SET PROBLEM: Arrange every line of the items below as a Markdown table with a Row column for the row number and a Line column for the line itself, skipping blank lines. Leave the pictures out.
##### RECORDED DATA
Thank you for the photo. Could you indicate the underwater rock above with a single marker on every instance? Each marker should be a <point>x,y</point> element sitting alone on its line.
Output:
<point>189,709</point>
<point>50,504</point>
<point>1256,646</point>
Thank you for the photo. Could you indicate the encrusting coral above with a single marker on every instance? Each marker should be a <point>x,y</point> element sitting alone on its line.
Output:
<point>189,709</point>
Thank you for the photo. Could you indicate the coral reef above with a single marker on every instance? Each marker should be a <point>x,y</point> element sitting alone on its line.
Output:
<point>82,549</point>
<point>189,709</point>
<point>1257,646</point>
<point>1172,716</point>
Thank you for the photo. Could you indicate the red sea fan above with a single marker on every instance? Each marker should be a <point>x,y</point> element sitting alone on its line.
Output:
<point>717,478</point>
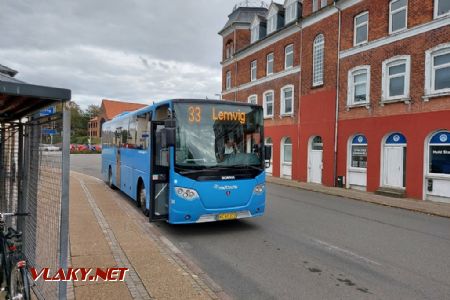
##########
SOLVED PROBLEM:
| Row | Line |
|---|---|
| 1 | Thank you for the photo. Could you indicate the underwater rock above with a single marker on every instance? Each marker should be a <point>x,y</point> element sitting alone on its line. |
| 2 | Output: |
| 3 | <point>189,709</point> |
| 4 | <point>50,504</point> |
| 5 | <point>1256,646</point> |
| 6 | Thank you for the photo. Could you indicate the encrusting coral above with a single marker on every instance? Each marker should be a <point>x,y</point> element sitting alone on its line. |
| 7 | Output: |
| 8 | <point>189,709</point> |
| 9 | Thank you for the photo. Could you indicate the coral reef above with a single marker on every instance? Each marker should be a <point>x,y</point> element sitting alone on its line. |
| 10 | Output: |
| 11 | <point>82,549</point> |
| 12 | <point>189,709</point> |
| 13 | <point>1257,646</point> |
| 14 | <point>1172,716</point> |
| 15 | Thank you for the photo. Could you indicate the red sea fan above with a single marker on every instance? Each marker should be a <point>x,y</point> element sitting alone on its line. |
| 16 | Output: |
| 17 | <point>717,478</point> |